+++ GIVEN RECORDS
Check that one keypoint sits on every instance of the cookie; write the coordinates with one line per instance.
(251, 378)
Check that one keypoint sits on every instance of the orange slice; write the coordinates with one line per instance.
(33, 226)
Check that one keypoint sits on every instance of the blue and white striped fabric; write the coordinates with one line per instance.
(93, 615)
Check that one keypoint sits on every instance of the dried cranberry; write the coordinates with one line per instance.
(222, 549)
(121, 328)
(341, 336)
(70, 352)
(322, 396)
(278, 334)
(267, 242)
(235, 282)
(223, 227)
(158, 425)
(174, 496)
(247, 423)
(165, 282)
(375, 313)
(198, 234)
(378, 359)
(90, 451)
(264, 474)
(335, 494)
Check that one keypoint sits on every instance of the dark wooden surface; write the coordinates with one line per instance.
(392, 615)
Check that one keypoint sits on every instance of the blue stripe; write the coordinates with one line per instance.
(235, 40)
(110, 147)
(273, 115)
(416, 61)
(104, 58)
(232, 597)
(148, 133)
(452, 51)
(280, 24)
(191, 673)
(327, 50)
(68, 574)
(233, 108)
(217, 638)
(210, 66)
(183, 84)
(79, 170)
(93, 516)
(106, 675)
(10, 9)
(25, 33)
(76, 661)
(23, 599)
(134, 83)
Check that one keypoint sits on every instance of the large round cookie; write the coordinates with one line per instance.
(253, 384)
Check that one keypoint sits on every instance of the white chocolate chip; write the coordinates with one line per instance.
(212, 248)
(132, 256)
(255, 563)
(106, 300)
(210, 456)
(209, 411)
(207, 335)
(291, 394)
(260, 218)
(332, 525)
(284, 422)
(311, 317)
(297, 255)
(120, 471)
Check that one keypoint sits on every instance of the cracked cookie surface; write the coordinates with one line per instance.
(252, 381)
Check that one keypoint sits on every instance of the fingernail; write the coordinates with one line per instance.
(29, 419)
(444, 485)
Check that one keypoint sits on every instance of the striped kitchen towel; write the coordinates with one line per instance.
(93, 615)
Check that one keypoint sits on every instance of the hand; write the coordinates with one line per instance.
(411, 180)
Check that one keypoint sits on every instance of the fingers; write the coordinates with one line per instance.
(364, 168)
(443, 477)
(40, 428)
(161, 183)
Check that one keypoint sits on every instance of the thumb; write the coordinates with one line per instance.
++++++
STATED TASK - Copy word for word the lines of the listing, from the line that contains "Check that one keypoint sits on every instance of the fingers;" through the end of the listing.

RESULT BELOW -
Check that one keypoint sits on every instance of the fingers; write the coordinates with one line per instance.
(364, 168)
(443, 477)
(40, 428)
(161, 183)
Check that one keypoint sits on every instance of the thumb; write the coordinates with one line per instance.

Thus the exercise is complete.